== What is expected ==
Your task is to transcribe the data in full.
/---
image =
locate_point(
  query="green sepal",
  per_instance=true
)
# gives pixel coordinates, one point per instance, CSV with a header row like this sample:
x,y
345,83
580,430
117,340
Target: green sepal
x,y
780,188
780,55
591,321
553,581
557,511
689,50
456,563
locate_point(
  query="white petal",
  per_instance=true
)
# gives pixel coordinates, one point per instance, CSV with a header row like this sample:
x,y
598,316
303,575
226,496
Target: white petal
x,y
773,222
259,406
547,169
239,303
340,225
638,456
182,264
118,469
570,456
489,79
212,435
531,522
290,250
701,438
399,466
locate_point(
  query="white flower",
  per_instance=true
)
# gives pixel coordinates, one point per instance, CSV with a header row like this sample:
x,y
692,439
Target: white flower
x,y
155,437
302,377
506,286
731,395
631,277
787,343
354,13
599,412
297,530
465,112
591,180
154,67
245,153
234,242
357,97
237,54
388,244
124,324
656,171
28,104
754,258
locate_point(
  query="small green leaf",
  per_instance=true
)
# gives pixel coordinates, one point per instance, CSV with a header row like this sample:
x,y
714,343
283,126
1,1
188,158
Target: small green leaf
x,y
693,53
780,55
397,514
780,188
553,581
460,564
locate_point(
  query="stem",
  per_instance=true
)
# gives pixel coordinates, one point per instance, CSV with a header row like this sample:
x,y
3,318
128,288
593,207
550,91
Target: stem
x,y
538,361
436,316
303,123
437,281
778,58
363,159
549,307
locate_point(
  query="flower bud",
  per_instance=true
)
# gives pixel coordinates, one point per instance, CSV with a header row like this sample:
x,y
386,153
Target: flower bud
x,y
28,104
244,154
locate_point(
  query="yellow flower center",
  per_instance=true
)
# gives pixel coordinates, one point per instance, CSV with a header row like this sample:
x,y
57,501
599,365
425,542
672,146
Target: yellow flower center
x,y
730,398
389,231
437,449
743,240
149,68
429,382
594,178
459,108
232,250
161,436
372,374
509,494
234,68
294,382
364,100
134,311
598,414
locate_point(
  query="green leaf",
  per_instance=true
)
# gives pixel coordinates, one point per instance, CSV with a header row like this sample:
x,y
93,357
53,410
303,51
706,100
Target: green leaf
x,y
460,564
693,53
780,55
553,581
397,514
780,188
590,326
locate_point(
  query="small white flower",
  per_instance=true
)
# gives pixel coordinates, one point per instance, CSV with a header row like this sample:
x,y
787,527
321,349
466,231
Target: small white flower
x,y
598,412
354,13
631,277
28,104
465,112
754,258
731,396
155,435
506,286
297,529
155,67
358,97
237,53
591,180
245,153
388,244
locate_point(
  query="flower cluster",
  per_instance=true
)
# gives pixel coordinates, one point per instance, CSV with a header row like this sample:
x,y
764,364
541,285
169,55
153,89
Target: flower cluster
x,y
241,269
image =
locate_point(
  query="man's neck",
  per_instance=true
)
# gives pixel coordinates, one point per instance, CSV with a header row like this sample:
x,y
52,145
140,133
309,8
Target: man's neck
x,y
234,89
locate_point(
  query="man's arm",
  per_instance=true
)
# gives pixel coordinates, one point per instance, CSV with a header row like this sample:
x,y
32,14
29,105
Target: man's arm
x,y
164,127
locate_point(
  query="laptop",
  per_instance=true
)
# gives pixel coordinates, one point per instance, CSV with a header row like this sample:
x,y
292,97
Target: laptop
\---
== Problem solution ==
image =
locate_point(
  query="green sepal",
  per_instance=true
)
# gives pixel coordinates, one point per instance, CSV with a header row like this sample:
x,y
345,83
580,430
117,340
Target: green sepal
x,y
780,188
780,55
591,321
553,581
557,511
689,50
456,563
locate_point(
  query="white petal",
  per_instance=true
)
# gives pixel coordinates, one point per instance, CSV with a header row like this sample:
x,y
598,316
303,575
226,496
Target: white petal
x,y
773,222
259,406
547,169
239,303
340,225
638,456
182,264
118,469
570,456
489,79
212,435
531,522
290,250
701,438
399,466
locate_point(
  query="white flower",
  per_instance=true
)
# gives pixel coordinates, one point per instance, CSV with a header row like this sample:
x,y
692,439
Target: white flower
x,y
155,437
302,377
506,286
731,395
631,277
787,343
354,13
599,412
297,530
465,112
591,180
154,67
245,153
234,242
357,97
237,54
388,244
124,324
656,171
28,104
754,258
locate_point(
  query="small green leaf",
  per_instance=true
)
# gives pixel coordinates, one point per instance, CSV with a header row like this sample:
x,y
714,343
283,126
1,1
188,158
Target: small green leaf
x,y
693,53
780,55
397,514
780,188
553,581
460,564
locate_point(
  query="stem",
  per_instance=true
)
# gives pixel coordinates, one point per instance, CSV with a header row like this sample:
x,y
3,318
128,288
593,207
550,91
Target: stem
x,y
538,361
436,316
303,123
437,281
778,58
363,159
549,307
locate_point(
  query="flower bud",
  per_instance=true
)
# gives pixel coordinates, one point per instance, CSV with a header row like this sample:
x,y
386,153
Target: flower bud
x,y
28,104
244,154
locate_point(
  query="yellow flower center",
  per_instance=true
)
# gives pixel coordinates, one point per instance, CSV with a header row like this sample:
x,y
57,501
599,365
425,542
672,146
Target: yellow flower center
x,y
730,398
389,231
437,449
743,240
149,68
429,382
594,178
459,108
232,250
161,436
372,374
509,494
234,68
294,382
364,100
134,311
598,414
locate_point(
  query="green leaf",
  per_instance=true
)
# gives pixel coordinates, one point per instance, CSV with a header row like this sample:
x,y
93,357
53,410
303,51
706,100
Target: green leaf
x,y
460,564
693,53
780,55
553,581
397,514
780,188
590,326
locate_point(
  query="small white flower",
  per_instance=true
)
# gives pixel coordinates, one point per instance, CSV with a header row like this sample:
x,y
787,527
321,349
466,231
Target: small white flower
x,y
598,412
354,13
631,277
28,104
465,112
754,258
731,396
155,435
506,286
297,529
155,67
358,97
237,53
591,180
245,153
388,244
locate_point(
  query="flower cluster",
  per_instance=true
)
# gives pixel coordinates, one point per instance, CSV with a header row like this sample:
x,y
764,364
541,285
169,55
153,89
Target: flower cluster
x,y
241,269
image =
locate_point(
  query="man's neck",
  per_instance=true
)
# gives pixel coordinates, one point per instance, CSV with a header row like this sample:
x,y
52,145
140,133
309,8
Target: man's neck
x,y
234,89
locate_point(
  query="man's arm",
  per_instance=true
)
# gives pixel coordinates, one point per instance, CSV with a header row like this sample:
x,y
32,14
29,105
Target: man's arm
x,y
164,127
locate_point(
  query="laptop",
  per_instance=true
)
# gives pixel coordinates, one point per instance, CSV with a header row like this sample:
x,y
292,97
Target: laptop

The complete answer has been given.